━━ DATA EXTRACT

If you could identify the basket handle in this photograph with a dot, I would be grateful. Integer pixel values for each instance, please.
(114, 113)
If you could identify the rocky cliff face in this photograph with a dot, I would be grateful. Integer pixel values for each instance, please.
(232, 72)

━━━━
━━ DATA EXTRACT

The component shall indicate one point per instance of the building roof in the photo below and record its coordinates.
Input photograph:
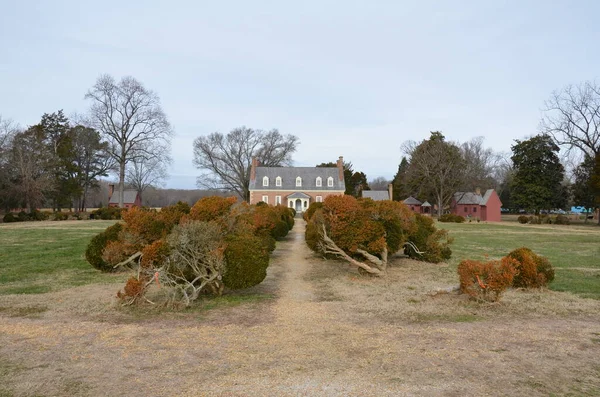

━━━━
━━ DATA EXTRACT

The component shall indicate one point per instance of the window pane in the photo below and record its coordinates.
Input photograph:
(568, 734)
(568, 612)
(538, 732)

━━━━

Read the listing. Report every line that includes the word "shall".

YOUR RESPONSE:
The component shall indicate one point per instance of the building roof in the photo below and record its coordinates.
The component shall indicate one point per instance of the window pane in the photo below and record its coordinates.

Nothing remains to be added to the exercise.